#### Exercise
The required output is the line that contains "One keypoint belongs to every instance. Tag the silhouetted" plus every line after it in the listing below, copied exactly as it appears.
>> Start
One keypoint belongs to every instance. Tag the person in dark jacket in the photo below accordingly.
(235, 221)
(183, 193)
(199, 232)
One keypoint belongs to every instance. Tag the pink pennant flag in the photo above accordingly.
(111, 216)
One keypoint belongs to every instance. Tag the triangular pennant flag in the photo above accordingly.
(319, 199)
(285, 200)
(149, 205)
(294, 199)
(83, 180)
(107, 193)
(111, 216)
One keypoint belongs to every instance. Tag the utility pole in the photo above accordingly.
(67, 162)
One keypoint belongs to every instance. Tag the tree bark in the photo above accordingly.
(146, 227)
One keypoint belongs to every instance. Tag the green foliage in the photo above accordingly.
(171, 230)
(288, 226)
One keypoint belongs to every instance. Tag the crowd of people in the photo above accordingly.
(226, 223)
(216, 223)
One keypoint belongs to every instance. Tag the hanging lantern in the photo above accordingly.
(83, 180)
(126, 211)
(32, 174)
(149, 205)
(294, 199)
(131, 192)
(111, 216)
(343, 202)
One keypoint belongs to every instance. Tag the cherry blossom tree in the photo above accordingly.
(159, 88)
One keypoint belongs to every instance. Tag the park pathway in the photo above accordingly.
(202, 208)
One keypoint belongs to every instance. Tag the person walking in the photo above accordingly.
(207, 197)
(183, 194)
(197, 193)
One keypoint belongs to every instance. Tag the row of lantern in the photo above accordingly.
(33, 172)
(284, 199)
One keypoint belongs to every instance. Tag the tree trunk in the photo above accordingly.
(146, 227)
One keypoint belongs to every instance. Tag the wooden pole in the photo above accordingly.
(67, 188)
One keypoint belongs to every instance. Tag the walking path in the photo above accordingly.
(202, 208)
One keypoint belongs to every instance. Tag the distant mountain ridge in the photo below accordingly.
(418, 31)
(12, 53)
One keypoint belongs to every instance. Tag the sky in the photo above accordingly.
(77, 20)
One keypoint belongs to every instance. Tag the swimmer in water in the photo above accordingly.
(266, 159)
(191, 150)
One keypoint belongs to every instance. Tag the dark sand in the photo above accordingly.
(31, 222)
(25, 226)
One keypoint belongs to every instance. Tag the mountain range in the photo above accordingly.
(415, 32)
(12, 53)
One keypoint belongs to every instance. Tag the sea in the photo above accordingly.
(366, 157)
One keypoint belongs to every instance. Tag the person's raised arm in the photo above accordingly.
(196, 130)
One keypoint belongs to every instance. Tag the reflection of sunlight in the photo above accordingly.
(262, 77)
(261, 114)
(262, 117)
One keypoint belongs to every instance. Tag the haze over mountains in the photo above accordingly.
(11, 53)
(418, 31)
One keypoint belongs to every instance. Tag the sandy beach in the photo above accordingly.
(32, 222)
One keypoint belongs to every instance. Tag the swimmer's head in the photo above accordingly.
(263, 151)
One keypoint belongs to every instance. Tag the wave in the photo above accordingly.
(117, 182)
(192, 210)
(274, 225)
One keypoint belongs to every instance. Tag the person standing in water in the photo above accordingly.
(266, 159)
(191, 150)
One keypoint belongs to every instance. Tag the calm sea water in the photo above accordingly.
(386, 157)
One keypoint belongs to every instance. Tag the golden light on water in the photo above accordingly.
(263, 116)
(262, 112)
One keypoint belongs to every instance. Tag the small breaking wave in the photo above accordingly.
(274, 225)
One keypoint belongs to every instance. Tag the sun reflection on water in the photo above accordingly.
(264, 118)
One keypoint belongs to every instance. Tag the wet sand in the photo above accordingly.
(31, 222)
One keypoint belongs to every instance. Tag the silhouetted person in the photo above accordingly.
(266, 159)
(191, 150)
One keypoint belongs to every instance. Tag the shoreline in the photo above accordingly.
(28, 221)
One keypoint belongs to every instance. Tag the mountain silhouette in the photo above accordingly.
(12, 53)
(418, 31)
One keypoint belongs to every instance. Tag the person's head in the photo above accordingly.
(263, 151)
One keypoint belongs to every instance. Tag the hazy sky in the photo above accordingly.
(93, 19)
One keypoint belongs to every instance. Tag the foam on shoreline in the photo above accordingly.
>> End
#### Reply to the exercise
One keypoint belongs to every instance. Tag the silhouetted person in the photo above accordingly.
(266, 159)
(191, 150)
One keypoint belongs to every instance. Tag the shoreline in the photo above accordingly.
(28, 221)
One keypoint belongs to every instance. Tag the mountain silhouette in the photo above accordingly.
(12, 53)
(418, 31)
One keypoint belongs to every instance. Tag the person's head in the photo above accordingly.
(263, 151)
One keypoint belongs to every instance. Tag the hazy sky in the photo above accordingly.
(93, 19)
One keypoint belongs to every instance. Tag the foam on shoreline in the photo above accordingly.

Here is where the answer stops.